• AIM: Reproduce all entries word for word.

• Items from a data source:
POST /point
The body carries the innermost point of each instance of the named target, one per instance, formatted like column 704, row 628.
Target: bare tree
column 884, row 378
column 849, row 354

• RESPONSE BELOW:
POST /point
The body carries the innermost point of each instance of the named target, one per instance, formatted like column 704, row 628.
Target: bare tree
column 884, row 378
column 849, row 354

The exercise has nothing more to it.